■ **WRITTEN TASK**:
Exactly reproduce the lines from the one holding "target: elderly man" through the final line of the listing below, with both ends included and nothing else.

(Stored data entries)
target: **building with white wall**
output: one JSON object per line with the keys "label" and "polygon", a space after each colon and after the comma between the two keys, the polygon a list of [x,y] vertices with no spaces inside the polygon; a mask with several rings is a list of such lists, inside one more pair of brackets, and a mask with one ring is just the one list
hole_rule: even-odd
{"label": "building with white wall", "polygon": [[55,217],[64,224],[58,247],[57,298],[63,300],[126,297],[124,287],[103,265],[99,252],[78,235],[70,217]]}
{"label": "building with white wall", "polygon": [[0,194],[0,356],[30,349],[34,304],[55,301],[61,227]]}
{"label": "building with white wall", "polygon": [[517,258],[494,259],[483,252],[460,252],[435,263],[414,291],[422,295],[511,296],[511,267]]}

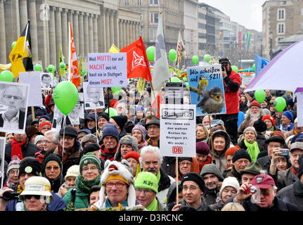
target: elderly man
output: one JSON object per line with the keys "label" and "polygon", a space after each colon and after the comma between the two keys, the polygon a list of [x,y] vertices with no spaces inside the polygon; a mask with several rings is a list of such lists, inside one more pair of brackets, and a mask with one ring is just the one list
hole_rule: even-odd
{"label": "elderly man", "polygon": [[159,181],[157,197],[164,202],[169,186],[175,180],[161,168],[162,157],[159,148],[150,146],[142,148],[139,161],[142,171],[150,172],[157,176]]}
{"label": "elderly man", "polygon": [[136,177],[136,199],[148,211],[166,211],[165,205],[156,197],[157,188],[157,179],[155,174],[141,172]]}
{"label": "elderly man", "polygon": [[203,196],[205,198],[206,202],[207,205],[214,204],[224,177],[214,164],[205,165],[202,168],[200,174],[205,184]]}
{"label": "elderly man", "polygon": [[8,107],[4,113],[0,114],[0,127],[23,129],[25,112],[20,110],[24,101],[22,90],[15,85],[6,86],[0,100]]}
{"label": "elderly man", "polygon": [[295,142],[290,146],[289,152],[290,162],[291,167],[285,170],[278,171],[277,173],[276,164],[278,159],[281,158],[281,152],[278,149],[273,151],[269,174],[271,174],[276,181],[278,190],[294,184],[299,180],[297,176],[299,169],[299,158],[303,155],[303,142]]}
{"label": "elderly man", "polygon": [[[252,186],[254,188],[251,188]],[[252,193],[252,191],[256,191]],[[267,174],[259,174],[254,177],[252,184],[243,184],[236,197],[228,199],[226,204],[232,201],[240,203],[246,211],[298,210],[295,205],[276,198],[276,193],[277,187],[273,178]],[[250,199],[252,195],[254,201]]]}
{"label": "elderly man", "polygon": [[181,207],[190,206],[197,211],[210,211],[203,197],[205,184],[203,179],[197,173],[190,172],[182,178],[181,182],[183,198],[176,204],[172,211],[178,211]]}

■ **ANSWER TO THIS EXERCISE**:
target: elderly man
output: one JSON object per line with the keys "label" and "polygon", a space after each colon and after the comma between the two keys, the polygon a list of [x,y] vertices with no spaces inside the polygon; a mask with several rings is a list of such lists, inside one more pair of brackets, and a mask with one ring is just the one list
hole_rule: even-odd
{"label": "elderly man", "polygon": [[159,181],[157,197],[164,202],[169,186],[175,180],[161,168],[162,157],[159,148],[150,146],[142,148],[139,161],[142,171],[150,172],[157,176]]}
{"label": "elderly man", "polygon": [[136,177],[136,199],[148,211],[166,211],[165,205],[156,197],[157,188],[157,179],[155,174],[141,172]]}
{"label": "elderly man", "polygon": [[203,196],[205,198],[206,202],[207,205],[214,204],[224,177],[214,164],[205,165],[202,168],[200,174],[205,184]]}
{"label": "elderly man", "polygon": [[8,107],[4,113],[0,114],[0,127],[23,129],[25,112],[20,110],[24,101],[22,90],[15,85],[6,86],[0,100]]}
{"label": "elderly man", "polygon": [[295,142],[290,146],[289,152],[290,162],[291,167],[285,170],[278,171],[277,173],[276,164],[278,159],[281,158],[281,152],[278,149],[273,151],[269,174],[271,174],[276,181],[278,190],[294,184],[299,180],[297,176],[299,169],[299,158],[303,155],[303,142]]}
{"label": "elderly man", "polygon": [[[252,186],[254,188],[251,188]],[[252,193],[252,191],[256,191]],[[267,174],[259,174],[254,177],[252,184],[243,184],[236,197],[228,199],[226,204],[232,201],[240,203],[246,211],[298,210],[295,205],[276,198],[276,193],[277,187],[273,178]],[[250,199],[252,195],[254,201]]]}
{"label": "elderly man", "polygon": [[181,207],[190,206],[197,211],[210,211],[203,197],[205,184],[203,179],[197,173],[190,172],[182,178],[181,182],[183,198],[176,204],[172,211],[178,211]]}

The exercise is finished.